### [Directions]
Express the lines of the listing below as a JSON list of strings, one string per line and with blank lines omitted, starting with the line that contains "Please indicate the medal" and going on through the end of the listing.

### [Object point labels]
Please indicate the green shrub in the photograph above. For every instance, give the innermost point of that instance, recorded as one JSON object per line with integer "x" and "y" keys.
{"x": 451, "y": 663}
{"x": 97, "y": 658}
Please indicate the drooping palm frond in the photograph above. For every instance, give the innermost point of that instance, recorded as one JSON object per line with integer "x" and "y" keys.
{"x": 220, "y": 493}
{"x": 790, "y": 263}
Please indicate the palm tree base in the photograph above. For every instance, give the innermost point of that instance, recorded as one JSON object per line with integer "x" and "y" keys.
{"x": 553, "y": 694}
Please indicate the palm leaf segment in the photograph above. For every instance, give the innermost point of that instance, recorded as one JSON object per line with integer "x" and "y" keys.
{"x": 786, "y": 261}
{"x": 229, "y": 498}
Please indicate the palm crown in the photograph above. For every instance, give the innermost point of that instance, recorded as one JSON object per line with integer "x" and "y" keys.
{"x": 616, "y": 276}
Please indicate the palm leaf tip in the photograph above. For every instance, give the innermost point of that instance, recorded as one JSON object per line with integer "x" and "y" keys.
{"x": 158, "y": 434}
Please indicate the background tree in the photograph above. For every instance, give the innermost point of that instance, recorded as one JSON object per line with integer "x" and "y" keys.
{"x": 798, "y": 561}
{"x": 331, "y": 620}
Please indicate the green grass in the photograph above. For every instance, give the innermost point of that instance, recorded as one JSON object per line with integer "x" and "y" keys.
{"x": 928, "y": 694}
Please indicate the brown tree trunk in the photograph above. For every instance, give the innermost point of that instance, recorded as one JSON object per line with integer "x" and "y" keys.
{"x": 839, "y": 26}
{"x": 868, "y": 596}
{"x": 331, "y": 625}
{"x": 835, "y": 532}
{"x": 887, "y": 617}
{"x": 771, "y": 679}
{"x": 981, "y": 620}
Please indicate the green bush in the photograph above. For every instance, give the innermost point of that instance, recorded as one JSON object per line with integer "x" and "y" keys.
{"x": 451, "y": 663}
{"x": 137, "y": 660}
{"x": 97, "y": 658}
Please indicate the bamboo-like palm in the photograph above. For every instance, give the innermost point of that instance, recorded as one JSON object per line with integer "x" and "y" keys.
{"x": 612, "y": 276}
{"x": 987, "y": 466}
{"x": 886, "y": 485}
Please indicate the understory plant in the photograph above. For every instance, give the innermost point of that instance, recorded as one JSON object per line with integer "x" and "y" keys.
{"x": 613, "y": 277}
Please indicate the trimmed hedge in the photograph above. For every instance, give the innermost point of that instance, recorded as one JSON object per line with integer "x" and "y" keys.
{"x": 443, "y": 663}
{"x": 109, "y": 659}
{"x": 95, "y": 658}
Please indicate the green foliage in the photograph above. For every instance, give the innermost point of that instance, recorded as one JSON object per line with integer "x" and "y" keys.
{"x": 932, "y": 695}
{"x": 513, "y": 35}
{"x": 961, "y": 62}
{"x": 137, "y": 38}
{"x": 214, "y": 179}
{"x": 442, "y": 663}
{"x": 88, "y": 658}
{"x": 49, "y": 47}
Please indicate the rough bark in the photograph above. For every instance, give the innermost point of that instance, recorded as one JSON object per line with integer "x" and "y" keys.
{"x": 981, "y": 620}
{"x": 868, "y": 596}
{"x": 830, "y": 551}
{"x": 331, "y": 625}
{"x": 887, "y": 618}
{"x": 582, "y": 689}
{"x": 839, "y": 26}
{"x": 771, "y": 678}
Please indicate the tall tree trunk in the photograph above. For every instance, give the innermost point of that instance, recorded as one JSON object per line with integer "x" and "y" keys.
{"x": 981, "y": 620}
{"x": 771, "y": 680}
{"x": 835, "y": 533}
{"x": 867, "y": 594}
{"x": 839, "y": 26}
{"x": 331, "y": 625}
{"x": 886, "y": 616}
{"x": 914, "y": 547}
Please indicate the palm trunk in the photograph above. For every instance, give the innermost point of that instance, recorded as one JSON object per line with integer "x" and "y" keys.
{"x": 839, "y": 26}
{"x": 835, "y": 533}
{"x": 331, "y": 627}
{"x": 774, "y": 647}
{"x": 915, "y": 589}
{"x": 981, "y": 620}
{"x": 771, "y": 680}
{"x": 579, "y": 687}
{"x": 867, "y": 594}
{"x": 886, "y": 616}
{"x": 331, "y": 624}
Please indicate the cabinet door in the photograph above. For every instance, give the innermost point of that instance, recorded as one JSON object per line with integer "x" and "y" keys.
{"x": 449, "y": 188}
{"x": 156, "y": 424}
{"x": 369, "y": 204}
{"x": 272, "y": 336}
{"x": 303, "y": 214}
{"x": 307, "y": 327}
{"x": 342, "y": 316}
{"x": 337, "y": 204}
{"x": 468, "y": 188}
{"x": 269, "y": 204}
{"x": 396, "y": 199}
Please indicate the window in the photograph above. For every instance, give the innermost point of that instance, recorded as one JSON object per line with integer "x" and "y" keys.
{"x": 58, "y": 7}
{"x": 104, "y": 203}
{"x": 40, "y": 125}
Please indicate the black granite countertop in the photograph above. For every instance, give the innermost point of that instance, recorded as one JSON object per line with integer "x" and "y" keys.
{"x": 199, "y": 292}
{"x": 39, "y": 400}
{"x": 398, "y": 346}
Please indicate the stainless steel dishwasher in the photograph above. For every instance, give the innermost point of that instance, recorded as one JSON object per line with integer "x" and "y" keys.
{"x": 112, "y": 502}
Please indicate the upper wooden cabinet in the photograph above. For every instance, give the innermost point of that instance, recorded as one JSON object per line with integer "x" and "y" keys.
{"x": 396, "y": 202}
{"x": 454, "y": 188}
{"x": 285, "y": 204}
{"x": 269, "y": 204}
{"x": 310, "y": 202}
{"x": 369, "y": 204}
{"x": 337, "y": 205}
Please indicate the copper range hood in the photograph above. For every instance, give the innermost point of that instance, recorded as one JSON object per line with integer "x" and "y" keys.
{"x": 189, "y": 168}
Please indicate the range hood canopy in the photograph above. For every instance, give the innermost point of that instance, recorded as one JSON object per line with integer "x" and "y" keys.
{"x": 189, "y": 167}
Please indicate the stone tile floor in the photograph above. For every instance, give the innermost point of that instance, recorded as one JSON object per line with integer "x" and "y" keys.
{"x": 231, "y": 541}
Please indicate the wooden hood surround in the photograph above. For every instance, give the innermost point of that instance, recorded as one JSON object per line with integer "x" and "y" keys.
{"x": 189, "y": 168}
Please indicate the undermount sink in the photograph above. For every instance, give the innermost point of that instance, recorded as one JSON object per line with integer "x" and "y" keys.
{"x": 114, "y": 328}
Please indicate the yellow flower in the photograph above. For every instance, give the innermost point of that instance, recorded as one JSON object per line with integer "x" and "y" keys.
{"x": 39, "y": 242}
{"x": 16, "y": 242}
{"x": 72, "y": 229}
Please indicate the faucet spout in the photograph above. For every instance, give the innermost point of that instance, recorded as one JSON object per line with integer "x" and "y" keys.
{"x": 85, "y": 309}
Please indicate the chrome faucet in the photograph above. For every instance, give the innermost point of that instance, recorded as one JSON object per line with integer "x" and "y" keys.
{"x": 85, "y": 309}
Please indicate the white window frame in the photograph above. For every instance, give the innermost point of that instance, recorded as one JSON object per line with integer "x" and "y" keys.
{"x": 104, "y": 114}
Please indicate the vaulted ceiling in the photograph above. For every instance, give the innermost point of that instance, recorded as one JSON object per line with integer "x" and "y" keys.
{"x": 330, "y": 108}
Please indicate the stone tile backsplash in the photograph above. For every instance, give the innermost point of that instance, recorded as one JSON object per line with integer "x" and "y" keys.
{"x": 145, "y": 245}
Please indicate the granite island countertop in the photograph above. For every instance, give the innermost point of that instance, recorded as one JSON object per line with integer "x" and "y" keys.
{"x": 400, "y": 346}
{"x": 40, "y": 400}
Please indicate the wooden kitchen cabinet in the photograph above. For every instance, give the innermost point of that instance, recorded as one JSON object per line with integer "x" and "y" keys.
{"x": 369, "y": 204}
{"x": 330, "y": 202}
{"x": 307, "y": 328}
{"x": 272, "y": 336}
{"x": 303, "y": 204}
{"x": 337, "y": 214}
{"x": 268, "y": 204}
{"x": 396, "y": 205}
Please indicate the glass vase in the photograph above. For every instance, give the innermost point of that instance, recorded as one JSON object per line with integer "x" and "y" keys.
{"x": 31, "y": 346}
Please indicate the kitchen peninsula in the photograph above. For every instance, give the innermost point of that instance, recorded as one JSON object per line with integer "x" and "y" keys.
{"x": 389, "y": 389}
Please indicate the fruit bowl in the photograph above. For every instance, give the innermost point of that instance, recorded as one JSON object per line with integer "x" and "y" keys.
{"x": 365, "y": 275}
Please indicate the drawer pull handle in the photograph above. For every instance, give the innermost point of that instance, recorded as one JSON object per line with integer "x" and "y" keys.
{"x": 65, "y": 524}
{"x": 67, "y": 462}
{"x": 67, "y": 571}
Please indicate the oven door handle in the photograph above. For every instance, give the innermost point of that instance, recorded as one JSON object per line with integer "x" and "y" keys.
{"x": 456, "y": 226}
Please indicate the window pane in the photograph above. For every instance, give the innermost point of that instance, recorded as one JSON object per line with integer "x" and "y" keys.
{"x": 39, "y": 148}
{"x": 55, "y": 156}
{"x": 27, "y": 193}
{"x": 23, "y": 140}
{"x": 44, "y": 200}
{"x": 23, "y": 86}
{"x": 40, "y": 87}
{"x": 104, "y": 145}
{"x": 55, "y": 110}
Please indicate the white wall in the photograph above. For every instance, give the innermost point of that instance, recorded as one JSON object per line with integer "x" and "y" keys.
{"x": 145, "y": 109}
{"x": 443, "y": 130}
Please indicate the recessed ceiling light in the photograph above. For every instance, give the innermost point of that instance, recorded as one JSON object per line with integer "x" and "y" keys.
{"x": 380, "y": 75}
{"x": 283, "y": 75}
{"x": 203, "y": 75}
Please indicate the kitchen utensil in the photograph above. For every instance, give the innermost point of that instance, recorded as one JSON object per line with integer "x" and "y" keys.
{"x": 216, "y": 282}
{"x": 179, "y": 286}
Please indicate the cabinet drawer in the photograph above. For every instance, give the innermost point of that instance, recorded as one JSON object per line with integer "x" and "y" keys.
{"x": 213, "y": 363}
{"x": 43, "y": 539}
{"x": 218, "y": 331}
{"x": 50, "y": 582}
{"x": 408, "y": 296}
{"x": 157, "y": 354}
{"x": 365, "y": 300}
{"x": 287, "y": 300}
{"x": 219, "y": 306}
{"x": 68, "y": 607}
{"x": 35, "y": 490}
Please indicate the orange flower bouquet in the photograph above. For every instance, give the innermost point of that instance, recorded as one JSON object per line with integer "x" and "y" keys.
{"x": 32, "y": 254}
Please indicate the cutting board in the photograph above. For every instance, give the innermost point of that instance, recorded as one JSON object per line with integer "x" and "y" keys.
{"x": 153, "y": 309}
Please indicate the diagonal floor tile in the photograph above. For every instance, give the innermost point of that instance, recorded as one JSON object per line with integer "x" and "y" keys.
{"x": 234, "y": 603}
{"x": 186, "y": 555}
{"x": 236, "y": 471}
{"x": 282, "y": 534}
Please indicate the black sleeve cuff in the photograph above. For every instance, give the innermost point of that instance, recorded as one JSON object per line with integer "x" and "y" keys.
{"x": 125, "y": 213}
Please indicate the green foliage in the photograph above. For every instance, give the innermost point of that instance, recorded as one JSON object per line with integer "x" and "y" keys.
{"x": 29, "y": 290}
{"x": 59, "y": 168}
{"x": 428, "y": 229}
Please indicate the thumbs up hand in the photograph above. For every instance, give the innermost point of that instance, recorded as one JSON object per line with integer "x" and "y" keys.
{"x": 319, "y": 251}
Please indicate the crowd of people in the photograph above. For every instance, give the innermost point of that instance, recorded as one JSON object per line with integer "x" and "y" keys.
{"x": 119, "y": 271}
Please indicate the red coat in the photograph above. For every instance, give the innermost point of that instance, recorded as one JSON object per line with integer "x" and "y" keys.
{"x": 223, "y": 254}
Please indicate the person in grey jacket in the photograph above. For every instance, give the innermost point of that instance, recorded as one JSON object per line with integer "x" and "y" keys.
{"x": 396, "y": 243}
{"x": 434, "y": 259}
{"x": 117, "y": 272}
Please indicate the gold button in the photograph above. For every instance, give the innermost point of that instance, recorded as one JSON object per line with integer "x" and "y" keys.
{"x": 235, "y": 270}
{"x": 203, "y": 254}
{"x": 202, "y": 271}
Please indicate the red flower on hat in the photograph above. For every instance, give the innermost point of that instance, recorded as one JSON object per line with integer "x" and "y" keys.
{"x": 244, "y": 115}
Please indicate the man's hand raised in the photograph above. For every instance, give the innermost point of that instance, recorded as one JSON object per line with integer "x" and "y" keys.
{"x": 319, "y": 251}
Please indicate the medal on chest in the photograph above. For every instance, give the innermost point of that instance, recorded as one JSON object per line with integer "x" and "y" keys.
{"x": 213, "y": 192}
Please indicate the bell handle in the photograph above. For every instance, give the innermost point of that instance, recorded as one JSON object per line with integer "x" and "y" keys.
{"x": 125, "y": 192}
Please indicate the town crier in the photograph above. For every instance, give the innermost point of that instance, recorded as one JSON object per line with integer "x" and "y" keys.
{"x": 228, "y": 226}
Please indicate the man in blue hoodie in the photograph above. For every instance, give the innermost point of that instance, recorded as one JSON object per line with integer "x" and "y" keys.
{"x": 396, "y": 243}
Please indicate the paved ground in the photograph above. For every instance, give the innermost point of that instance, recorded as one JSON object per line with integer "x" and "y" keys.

### [Answer to this task]
[
  "Please indicate the medal on chest in the photograph above. For every instance, give the innermost point of that instance, recorded as one JSON object per line with integer \"x\" and \"y\" keys.",
  "{\"x\": 213, \"y\": 192}",
  "Please indicate the bell handle in the photograph above. For every instance, give the innermost point of that instance, recorded as one JSON object per line with integer \"x\" and \"y\" keys.",
  "{\"x\": 125, \"y\": 192}",
  "Please indicate the town crier in the photograph above. For every instance, give the innermost point of that instance, recorded as one JSON object per line with integer \"x\" and \"y\" keys.",
  "{\"x\": 228, \"y\": 226}",
  "Please indicate the man in blue hoodie in the photograph above. For every instance, give the innermost point of that instance, recorded as one JSON object per line with integer \"x\" and \"y\" keys.",
  "{\"x\": 396, \"y\": 243}",
  "Please indicate the paved ground in the photograph above. For every instance, give the innermost point of that instance, recorded as one JSON object per line with integer \"x\" and \"y\" keys."
]